GIVEN TASK: Write out, character for character, the lines of the material below, starting at the line that contains "Draw the outline of every instance of the goat" and ending at the line that contains "20], [115, 27]]". Include both of those lines.

--- Start RECORDS FOR THE TASK ---

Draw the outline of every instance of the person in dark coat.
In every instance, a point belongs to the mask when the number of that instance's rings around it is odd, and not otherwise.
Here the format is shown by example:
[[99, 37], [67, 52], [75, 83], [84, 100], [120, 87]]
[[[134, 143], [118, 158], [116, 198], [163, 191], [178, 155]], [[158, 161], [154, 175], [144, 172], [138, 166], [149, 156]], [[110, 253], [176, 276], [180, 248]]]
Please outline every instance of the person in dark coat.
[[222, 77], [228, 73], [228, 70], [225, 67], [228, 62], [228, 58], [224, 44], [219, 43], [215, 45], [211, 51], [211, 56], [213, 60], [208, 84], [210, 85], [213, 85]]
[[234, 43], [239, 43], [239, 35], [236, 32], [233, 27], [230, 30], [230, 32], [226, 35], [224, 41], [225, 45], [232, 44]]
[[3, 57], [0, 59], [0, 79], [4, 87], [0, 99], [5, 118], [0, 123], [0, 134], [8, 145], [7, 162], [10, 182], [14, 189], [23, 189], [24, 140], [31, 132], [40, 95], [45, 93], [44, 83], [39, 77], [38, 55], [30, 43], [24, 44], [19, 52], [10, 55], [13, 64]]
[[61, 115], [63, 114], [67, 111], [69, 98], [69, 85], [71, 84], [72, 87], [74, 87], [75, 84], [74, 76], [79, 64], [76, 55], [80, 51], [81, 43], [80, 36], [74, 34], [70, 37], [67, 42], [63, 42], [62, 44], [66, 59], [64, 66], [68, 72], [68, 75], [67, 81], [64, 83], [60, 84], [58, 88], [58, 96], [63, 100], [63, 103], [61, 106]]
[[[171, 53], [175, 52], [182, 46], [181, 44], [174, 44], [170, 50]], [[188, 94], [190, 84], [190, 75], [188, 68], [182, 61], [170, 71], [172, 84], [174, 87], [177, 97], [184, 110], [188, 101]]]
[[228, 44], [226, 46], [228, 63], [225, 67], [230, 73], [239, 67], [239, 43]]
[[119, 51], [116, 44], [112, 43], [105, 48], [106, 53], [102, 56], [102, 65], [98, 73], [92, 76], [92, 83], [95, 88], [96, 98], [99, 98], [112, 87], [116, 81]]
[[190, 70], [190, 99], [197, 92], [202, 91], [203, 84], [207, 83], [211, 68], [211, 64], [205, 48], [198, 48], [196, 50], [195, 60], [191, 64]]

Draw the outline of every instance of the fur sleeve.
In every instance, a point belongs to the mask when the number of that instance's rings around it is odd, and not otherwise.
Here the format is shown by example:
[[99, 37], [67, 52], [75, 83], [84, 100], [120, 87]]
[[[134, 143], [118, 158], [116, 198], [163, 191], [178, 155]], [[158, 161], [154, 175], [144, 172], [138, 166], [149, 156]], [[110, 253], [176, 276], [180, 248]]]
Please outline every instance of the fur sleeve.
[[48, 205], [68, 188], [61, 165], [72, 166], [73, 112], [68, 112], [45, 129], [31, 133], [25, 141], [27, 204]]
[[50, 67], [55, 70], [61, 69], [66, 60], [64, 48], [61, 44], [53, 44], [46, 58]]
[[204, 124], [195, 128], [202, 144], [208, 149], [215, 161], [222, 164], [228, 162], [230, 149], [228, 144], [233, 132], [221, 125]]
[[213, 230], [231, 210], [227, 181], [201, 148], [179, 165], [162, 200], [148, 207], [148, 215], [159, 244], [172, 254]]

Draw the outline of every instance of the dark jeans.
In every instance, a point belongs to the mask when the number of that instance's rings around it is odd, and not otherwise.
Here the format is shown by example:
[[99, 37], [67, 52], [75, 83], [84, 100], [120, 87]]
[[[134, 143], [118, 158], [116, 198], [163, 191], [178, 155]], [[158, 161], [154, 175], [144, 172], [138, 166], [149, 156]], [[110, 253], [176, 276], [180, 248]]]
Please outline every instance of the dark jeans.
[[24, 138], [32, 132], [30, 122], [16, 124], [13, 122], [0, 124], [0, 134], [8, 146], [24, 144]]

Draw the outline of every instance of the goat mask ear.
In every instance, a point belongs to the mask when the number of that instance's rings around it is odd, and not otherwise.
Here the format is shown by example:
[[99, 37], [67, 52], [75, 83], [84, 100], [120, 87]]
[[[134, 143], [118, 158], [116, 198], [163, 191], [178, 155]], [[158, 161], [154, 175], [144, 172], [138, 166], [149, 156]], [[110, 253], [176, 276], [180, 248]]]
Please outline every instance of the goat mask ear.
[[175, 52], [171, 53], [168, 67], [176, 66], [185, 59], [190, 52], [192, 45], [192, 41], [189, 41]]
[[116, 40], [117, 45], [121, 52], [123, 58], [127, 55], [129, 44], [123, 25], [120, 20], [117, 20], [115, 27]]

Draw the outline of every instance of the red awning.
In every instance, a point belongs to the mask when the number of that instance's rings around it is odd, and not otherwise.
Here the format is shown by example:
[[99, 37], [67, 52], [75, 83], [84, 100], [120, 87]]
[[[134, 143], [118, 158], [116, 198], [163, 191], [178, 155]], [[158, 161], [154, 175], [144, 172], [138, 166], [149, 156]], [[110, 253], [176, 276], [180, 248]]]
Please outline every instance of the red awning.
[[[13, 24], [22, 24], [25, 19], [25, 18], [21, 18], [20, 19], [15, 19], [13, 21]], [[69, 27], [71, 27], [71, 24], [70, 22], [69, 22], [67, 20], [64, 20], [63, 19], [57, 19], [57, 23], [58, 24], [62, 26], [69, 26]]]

--- End RECORDS FOR THE TASK ---

COMPLETE OUTPUT:
Draw the outline of every instance of the goat mask ear.
In every instance, a point belongs to the mask when the number of that instance's rings around it is odd, and not otherwise.
Here the format is shown by example:
[[99, 37], [67, 52], [75, 83], [84, 100], [120, 87]]
[[[134, 143], [118, 158], [116, 198], [163, 191], [178, 155]], [[158, 161], [154, 175], [144, 172], [138, 166], [149, 156]], [[110, 253], [176, 276], [180, 248]]]
Please outline every instance of the goat mask ear.
[[175, 52], [171, 53], [168, 67], [176, 66], [185, 59], [190, 52], [192, 45], [192, 41], [189, 41]]
[[116, 40], [117, 45], [121, 52], [123, 58], [127, 55], [129, 44], [123, 25], [120, 20], [117, 20], [115, 27]]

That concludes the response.